Gerald Potterton  (8 March 1931 – 23 August 2022) was a Canadian director, animator, producer and writer. He is best known for directing the cult classic Heavy Metal and for his animation work on Yellow Submarine.

Potterton won one Peabody Award and was nominated three times for an Academy Award for Best Animated Short Film: as director on the National Film Board of Canada animated shorts My Financial Career and Christmas Cracker, and as producer for The Selfish Giant.

Early life
Potterton was born and raised in south London's Tooting Bec neighbourhood, the eldest of three children born into an entertainment-industry family—his father was a professional musician and his uncle was the manager of the London Palladium.  By age five, he was attending the Saturday morning pictures, where he first became interested in film; by 14, he was getting regular work as a child actor in live-action films being shot at Ealing Studios, Elstree Studios and Pinewood Studios. He won a place to study art at the Hammersmith Academy; upon graduation, in 1949, he was drafted to fight in the Korean War. He spent two years in the Royal Air Force; after his discharge, a neighbour suggested that he apply at Halas and Batchelor, the studio which was doing the animation work for the film Animal Farm, which would be Britain's first animated feature. By this time, Potterton had an excellent art portfolio, including a comic book; he was hired and spent the next two years there as an assistant animator.

During this time, Potterton also founded the Grasshopper Group, a cooperative with the mission to help London's animators produce their projects. He met Norman McLaren, the Scottish animator who was already on his way to becoming the star filmmaker at the National Film Board of Canada (NFB). Potterton also wanted to leave London, which had become intolerably dirty—the 1952 Great Smog of London, which killed at least 4,000 people, had a deep impact on him. That, and McLaren's description of Canada and working at the NFB, led him to move to Ottawa in 1954. He was hired by the NFB; his first project was the 1955 animated training film Huff and Puff.

Career
Between 1954 and 1960, Potterton worked on 10 films. In 1960, he was offered a job as a filmmaker at Lars Calonius Productions, one of the largest TV and commercial animation films in the USA. Potterton left the NFB, moved to New York and worked at the firm for one year; he disliked living in New York and returned to the NFB, which had moved its offices to Montreal. The next seven years would be extremely fruitful for Potterton; his 1962 short film My Financial Career would be nominated for an Oscar, as would his next film, 1963's Christmas Cracker. He was then assigned to film a comedic travelogue of Canada, in which Buster Keaton rides 4,000 miles in a Railroad speeder. The result was The Railrodder, which won multiple awards and remains a popular film.

In 1967, Potterton's NFB colleague George Dunning asked him to work on his film Yellow Submarine, then being produced to feature The Beatles. While in London, Potterton had the opportunity to interview the British playwright Harold Pinter and came up with idea of a documentary about Pinter and his sketches Pinter's People. Potterton pitched the result to NBC; it aired as NBC's Experiment in Television: Pinter People. The film won several awards, including a Peabody Award.

# [Dataset section]
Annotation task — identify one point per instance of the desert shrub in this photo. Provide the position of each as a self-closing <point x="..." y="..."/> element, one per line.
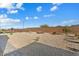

# [Given task]
In the Gerald Potterton passage, what was his first project after being hired by the NFB?

# [Response below]
The 1955 animated training film Huff and Puff.